▸ PROBLEM DETAILS
Could you reproduce every line from the very first one down to the line containing "112], [164, 149]]", with both ends included and nothing altered?

▸ INPUT ROWS

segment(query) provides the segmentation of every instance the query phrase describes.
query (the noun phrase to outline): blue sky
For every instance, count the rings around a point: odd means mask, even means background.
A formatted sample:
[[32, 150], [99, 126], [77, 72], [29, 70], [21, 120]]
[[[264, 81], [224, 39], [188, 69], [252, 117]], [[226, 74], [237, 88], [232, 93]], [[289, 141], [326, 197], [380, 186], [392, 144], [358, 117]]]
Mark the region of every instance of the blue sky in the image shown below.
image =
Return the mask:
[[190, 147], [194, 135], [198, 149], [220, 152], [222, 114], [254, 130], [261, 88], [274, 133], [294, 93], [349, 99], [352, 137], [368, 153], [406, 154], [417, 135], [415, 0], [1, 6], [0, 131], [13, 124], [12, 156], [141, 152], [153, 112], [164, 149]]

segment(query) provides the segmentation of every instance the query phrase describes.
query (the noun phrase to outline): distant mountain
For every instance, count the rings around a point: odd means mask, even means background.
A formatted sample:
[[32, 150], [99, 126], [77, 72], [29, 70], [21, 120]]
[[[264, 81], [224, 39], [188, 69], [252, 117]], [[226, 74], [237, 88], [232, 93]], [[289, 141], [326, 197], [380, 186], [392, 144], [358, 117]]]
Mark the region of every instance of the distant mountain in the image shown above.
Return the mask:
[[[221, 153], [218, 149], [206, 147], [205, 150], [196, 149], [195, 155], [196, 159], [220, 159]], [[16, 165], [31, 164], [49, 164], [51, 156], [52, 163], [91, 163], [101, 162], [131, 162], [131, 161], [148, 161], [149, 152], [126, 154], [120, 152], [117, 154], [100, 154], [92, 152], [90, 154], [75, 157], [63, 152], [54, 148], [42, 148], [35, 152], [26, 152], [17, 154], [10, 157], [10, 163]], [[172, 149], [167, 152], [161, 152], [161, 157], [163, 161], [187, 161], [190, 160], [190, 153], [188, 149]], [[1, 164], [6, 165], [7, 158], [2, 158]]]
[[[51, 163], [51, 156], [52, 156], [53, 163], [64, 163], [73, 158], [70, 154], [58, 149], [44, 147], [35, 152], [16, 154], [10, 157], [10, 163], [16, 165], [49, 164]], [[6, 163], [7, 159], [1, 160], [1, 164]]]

▸ TASK RESULT
segment(query) provides the segmentation of every instance the query phrase describes.
query (the noun phrase to outline): blue sky
For every instance, count the rings around a point: odd means mask, even means background.
A formatted sample:
[[32, 150], [99, 126], [77, 72], [29, 70], [21, 120]]
[[[264, 81], [224, 39], [188, 69], [252, 117]], [[226, 74], [237, 88], [232, 93]], [[289, 141], [326, 197], [380, 186], [392, 144], [358, 117]]]
Mark the region of every instance of the blue sky in the image shown below.
image =
Return the mask:
[[190, 147], [194, 135], [198, 149], [220, 152], [222, 114], [254, 130], [261, 88], [274, 133], [294, 93], [349, 99], [352, 137], [368, 153], [406, 154], [417, 135], [415, 0], [1, 6], [0, 131], [13, 124], [12, 156], [141, 152], [153, 112], [164, 149]]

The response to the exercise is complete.